Set out each line of the material below as a numbered list, skipping blank lines and leaving out the pictures.

── Recorded information

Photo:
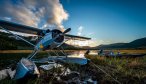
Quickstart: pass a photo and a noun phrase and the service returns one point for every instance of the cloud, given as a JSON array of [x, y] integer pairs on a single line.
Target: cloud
[[80, 30], [36, 13]]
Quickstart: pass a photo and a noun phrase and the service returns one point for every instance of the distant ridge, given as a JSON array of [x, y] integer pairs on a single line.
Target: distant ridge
[[136, 44]]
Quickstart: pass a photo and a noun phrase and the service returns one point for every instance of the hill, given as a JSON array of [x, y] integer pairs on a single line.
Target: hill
[[136, 44]]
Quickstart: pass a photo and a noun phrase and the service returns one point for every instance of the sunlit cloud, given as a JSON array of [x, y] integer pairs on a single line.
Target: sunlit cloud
[[36, 13]]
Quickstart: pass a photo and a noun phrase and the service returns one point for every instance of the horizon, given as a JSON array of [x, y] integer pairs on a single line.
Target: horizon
[[106, 22]]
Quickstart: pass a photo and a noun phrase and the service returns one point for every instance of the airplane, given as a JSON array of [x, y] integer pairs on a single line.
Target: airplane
[[48, 39]]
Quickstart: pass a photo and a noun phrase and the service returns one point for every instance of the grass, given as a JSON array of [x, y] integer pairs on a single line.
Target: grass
[[125, 70]]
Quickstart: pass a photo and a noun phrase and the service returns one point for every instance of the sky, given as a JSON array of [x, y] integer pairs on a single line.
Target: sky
[[105, 21]]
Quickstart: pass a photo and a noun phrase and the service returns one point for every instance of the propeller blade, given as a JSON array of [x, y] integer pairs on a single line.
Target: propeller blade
[[67, 30]]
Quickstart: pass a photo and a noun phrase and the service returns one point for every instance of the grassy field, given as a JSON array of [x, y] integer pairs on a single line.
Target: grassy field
[[125, 70]]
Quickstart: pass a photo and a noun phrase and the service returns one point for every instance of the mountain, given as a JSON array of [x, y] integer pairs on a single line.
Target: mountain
[[136, 44]]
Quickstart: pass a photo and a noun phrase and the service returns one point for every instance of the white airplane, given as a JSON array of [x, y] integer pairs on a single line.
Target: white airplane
[[49, 39]]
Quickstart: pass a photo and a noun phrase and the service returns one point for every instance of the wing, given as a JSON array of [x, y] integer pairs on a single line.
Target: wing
[[74, 37], [19, 28]]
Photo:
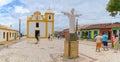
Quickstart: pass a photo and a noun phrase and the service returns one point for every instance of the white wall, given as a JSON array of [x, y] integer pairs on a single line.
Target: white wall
[[42, 29], [49, 27]]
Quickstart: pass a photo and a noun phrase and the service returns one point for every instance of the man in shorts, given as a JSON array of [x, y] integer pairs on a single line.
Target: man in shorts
[[105, 41], [98, 40]]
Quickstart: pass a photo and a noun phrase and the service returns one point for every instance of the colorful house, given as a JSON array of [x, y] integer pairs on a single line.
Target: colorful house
[[40, 24], [93, 30], [7, 33]]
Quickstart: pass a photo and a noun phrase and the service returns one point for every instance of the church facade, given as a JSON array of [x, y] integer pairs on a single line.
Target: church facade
[[40, 24]]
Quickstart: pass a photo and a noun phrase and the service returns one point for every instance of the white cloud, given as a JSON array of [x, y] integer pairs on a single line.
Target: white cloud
[[4, 2], [21, 10]]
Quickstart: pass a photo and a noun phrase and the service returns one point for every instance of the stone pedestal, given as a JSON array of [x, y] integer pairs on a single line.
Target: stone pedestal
[[71, 46]]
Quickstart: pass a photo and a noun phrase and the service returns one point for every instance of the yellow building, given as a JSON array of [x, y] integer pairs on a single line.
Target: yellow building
[[40, 24]]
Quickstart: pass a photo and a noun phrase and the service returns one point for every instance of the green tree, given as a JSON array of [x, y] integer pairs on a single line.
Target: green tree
[[113, 7]]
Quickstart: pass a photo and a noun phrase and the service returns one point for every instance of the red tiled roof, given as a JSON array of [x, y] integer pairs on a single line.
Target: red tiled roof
[[107, 25]]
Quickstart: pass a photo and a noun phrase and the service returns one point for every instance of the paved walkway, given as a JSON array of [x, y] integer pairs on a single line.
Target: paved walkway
[[52, 51]]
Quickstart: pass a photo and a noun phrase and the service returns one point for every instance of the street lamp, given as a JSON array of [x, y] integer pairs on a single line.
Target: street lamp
[[19, 28]]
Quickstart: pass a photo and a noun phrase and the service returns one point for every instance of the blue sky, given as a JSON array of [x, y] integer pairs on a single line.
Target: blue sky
[[93, 11]]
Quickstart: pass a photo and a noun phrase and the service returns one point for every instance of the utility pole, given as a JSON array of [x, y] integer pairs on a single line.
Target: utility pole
[[77, 28], [19, 28]]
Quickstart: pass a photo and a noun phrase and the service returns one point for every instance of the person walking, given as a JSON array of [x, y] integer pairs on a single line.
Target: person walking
[[116, 43], [98, 40], [112, 44], [105, 41]]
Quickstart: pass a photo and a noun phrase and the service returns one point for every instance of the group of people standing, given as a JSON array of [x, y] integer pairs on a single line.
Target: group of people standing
[[103, 40]]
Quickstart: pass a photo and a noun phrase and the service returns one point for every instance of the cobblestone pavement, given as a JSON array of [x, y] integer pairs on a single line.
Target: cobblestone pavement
[[52, 51]]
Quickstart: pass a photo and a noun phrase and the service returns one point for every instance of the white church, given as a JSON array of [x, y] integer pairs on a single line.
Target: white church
[[42, 24]]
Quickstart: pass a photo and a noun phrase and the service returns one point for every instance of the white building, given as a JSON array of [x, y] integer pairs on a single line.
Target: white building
[[40, 24], [7, 34]]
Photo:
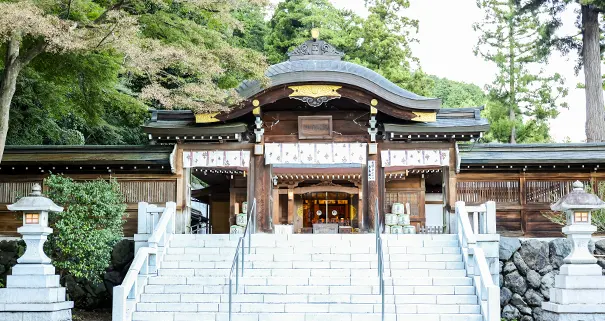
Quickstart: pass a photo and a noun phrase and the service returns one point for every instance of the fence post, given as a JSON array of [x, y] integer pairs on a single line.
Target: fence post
[[490, 217]]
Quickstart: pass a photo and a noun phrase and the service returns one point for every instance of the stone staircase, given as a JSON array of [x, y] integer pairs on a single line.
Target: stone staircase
[[311, 277]]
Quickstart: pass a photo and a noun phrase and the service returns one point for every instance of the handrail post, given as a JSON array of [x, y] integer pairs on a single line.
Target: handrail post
[[236, 275], [243, 260], [230, 295]]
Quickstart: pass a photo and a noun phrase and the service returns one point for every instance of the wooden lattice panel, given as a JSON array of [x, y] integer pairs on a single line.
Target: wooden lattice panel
[[10, 191], [411, 197], [547, 191], [477, 192], [156, 192]]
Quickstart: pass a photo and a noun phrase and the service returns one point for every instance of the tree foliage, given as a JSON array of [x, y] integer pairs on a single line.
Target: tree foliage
[[380, 42], [455, 94], [160, 53], [86, 231], [588, 43], [524, 98]]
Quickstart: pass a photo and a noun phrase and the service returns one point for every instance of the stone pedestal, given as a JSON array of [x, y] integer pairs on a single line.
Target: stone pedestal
[[33, 291], [578, 294]]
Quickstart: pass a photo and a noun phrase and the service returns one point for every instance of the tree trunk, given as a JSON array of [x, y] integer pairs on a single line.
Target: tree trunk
[[512, 93], [591, 56], [8, 84]]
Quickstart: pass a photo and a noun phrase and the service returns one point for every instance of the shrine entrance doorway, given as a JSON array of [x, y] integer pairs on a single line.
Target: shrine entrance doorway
[[302, 202]]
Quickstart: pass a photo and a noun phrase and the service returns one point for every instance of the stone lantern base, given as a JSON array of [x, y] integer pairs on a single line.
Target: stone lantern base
[[33, 293], [578, 294]]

────

§ Task answer:
1. Photo:
2. Quickstart: pass a photo and a noun phrase and the service returns one point for every instance of the cloud, given as a JSON array of [x, y] integer pairs on a single line.
3. Target: cloud
4. [[80, 30], [36, 13]]
5. Quickstart: pass a photo and a noun phrase and the service returns one point for every instance of the distant ridge, given as a JSON array of [x, y] integer pairs on a single line.
6. Target: distant ridge
7. [[136, 44]]
8. Quickstart: pass a photo and a noun phrase and the service returns one point for every instance of the hill, given as a JSON array of [x, y] integer pairs on a single line.
9. Target: hill
10. [[136, 44]]
11. Quickstart: pass a photo and a noun phrase and the service returns one point for every instance of the sunlit cloud, given as a JSON array of [x, y] integer pairs on a single line.
12. Target: sunlit cloud
13. [[36, 13]]
14. Quickstart: pass a photo and a noun phrase and the service returns one point for every instance of the horizon, given as a JSON array of [x, y] integer pairs on a single line.
15. Target: horizon
16. [[106, 22]]
17. Quickstart: pass a photo and a noun phrase and the service returns one point for every instance of the airplane, given as a JSON array of [x, y] integer pairs on a single line.
18. Target: airplane
19. [[48, 39]]
20. Quickstart: pass a photo and a noun phrase and the service returns one point for every instance of the grass, given as a JSON array of [x, y] integer pairs on a single line.
21. Target: grass
22. [[125, 70]]
23. Quickstart: pass a photo and a noun phrase and the service returns one point for every instance of the sky, given as a JSON array of [x, y] integer pairs on a single line.
24. Target: sky
25. [[105, 21]]
26. Quickstart: pass a photo and a noun phrase and the service returns one point for every instance of the propeller blade, given as a JSON array of [x, y] integer pairs on a single line.
27. Target: propeller blade
28. [[67, 30]]
29. Quickstart: pass a photo and a noun phrase and the service returns one point for every instance of the grassy field, given as a JSON array of [x, y] integer pairs on a single line.
30. Target: grassy field
31. [[125, 70]]
32. Quickstart: pass a photo and a noun phrase and the service returns one point for every instance of the mountain, given as a JSON array of [x, y] integer pairs on a single line.
33. Target: mountain
34. [[136, 44]]
35. Quickstart: pass a photo and a noun phrase and the service returns one point for every instance of the white airplane, given as a JSON array of [x, y] integer pairs on a single line.
36. Target: white airplane
37. [[49, 39]]
38. Quickstart: pass a photo and a noun phrase and the service returns one point for every instance of the wing, given as a JSON array of [x, y] integer pairs on a single line.
39. Target: wing
40. [[74, 37], [19, 28]]
41. Photo:
42. Quickstart: pass a photo and a noun phrase and the service returns one point for every instance of the white wall, given as a JSON array of [x, y] integer pairs on a single line.
43. Target: white wall
44. [[42, 29], [49, 27]]
45. Quickstart: pass a photo and a noun phrase and the service returns one point for every instance of the man in shorts, given as a JSON array of [x, y] integer pairs on a single line.
46. Target: man in shorts
47. [[105, 41], [98, 40]]
48. Quickstart: pass a photo and a noun phrase and the service returns one point for every instance of the colorful house, given as a JSON array of [x, y] integer pairs on a single line.
49. Target: colorful house
50. [[40, 24], [93, 30], [7, 33]]
51. Quickstart: pass a photo and a noun phrase and the service returns one point for every instance of the church facade, given as a JSON array of [x, y] integer pairs on a single line.
52. Target: church facade
53. [[40, 24]]
54. Quickstart: pass a photo and a noun phrase and the service returns one point for every instance of the white cloud, given as a JSON array of [x, y] integer pairs on a single line.
55. Target: white cloud
56. [[4, 2], [21, 10]]
57. Quickstart: pass a photo and a noun phrase and the service returns one point for every instance of the stone pedestal, given as a JSON array of [x, y] integer pairs on a single line.
58. Target: stone pedestal
59. [[71, 46]]
60. Quickstart: pass a photo and a noun phrase and the service returns one point for every instance of the yellow building, given as a JSON array of [x, y] integer pairs on a single line.
61. Target: yellow building
62. [[40, 24]]
63. Quickstart: pass a photo and a noun phrase and the service returns one point for every instance of the green tree, given as a JSON array of [x, y] integer pairs on a single line.
64. Target: green tree
65. [[113, 7]]
66. Quickstart: pass a photo and a noun phrase and the service returns one point for every instance of the red tiled roof, given as a JSON array of [x, y] integer pairs on a single line.
67. Target: red tiled roof
68. [[107, 25]]
69. Quickstart: pass a photo and a noun phrase and the service returns one point for every instance of the paved walkway, given as a JSON array of [x, y] integer pairs on a single line.
70. Target: paved walkway
71. [[52, 51]]
72. Quickstart: pass a photo and a noun phrase and the service returns one point for every instance of the street lamp, given as a JSON array of [x, y] integer pairs on a single line.
73. Target: street lamp
74. [[19, 28]]
75. Quickstart: pass a photo and a noun phrase and the service returns one point for every instance of the blue sky, given as a JSON array of [x, y] integer pairs on a single line.
76. Target: blue sky
77. [[93, 11]]
78. Quickstart: pass a photo and a noun phrase and the service returns one point for every instance of the utility pole, given as a JSON array of [x, y] integer pairs on a single line.
79. Target: utility pole
80. [[77, 28], [19, 28]]
81. Quickstart: pass a photo and a noun phrase and the service returns one point for every instance of the person walking, given as a JSON array of [x, y] integer pairs on a single line.
82. Target: person walking
83. [[116, 43], [98, 40], [112, 44], [105, 41]]
84. Quickstart: pass a photo and a noun phrase and the service returns one point for every instance of the group of people standing, given as a JSON array of [x, y] integer pairs on a single line.
85. Target: group of people standing
86. [[103, 40]]
87. Quickstart: pass a photo and a noun phrase and the service returns one point for every instance of the cobblestone pavement, given as a JSON array of [x, y] integer pairs on a single line.
88. Target: cobblestone pavement
89. [[52, 51]]
90. Quickstart: pass a photo and a noun phrase and the service returns one point for every instance of the white church, given as a JSON array of [x, y] integer pairs on a single line.
91. Target: white church
92. [[42, 24]]
93. Quickstart: pass a photo and a noun phrase and the service returns one point for every instance of the white building, given as a JSON array of [x, y] integer pairs on a single line.
94. Target: white building
95. [[40, 24], [7, 34]]
96. Photo:
97. Quickstart: pass a photo and a noun phrase and the service returns one point for every instance of the fence post, given as a JSON array of [x, y] integer pairs on a single line.
98. Target: fence post
99. [[490, 217]]
100. Quickstart: pass a photo and a noun phrase and the service returns one point for every instance of the stone staircase, given as a JSON array of [x, y] integer pairs on a single line.
101. Target: stone staircase
102. [[311, 277]]
103. Quickstart: pass a photo and a noun phrase and the service returns one point for every instance of the handrail post, given as a JSON array of [x, y] integer pairs on a single line.
104. Target: handrail post
105. [[236, 275], [243, 260], [230, 295]]
106. Quickstart: pass a photo and a noun phrase and the service returns one point for every instance of the wooden lattice panel, given as a JSON array of [x, y] integer pairs on a single line.
107. Target: wooden lattice panel
108. [[10, 191], [411, 197], [547, 191], [477, 192], [156, 192]]
109. Quickstart: pass a photo and a noun phrase and the service returns one point for every instance of the tree foliage, given as a JSON array of [x, y] integer pairs on a single line.
110. Target: tree foliage
111. [[380, 42], [455, 94], [160, 53], [86, 231], [588, 43], [524, 98]]
112. Quickstart: pass a photo and a noun phrase and the service returns one point for every instance of the stone pedestal, given as a JSON array of [x, y] integer pairs on a single line.
113. Target: stone pedestal
114. [[33, 291], [578, 294]]
115. Quickstart: pass a photo and a noun phrase and the service returns one point for every instance of the tree trunk, given as a JSON array of [x, y] integer pairs on a single line.
116. Target: tree trunk
117. [[512, 93], [591, 56], [8, 84]]
118. Quickstart: pass a photo and a noun phrase and the service returns one point for every instance of the shrine entrance doorway, given as a JSON array of [x, y] integer pairs on a single line.
119. Target: shrine entrance doorway
120. [[302, 202]]
121. Quickstart: pass a photo and a noun phrase and the service returns one point for every instance of the stone lantern base, given as a JSON array of [x, y] integer pairs on a single line.
122. Target: stone lantern base
123. [[33, 293], [578, 294]]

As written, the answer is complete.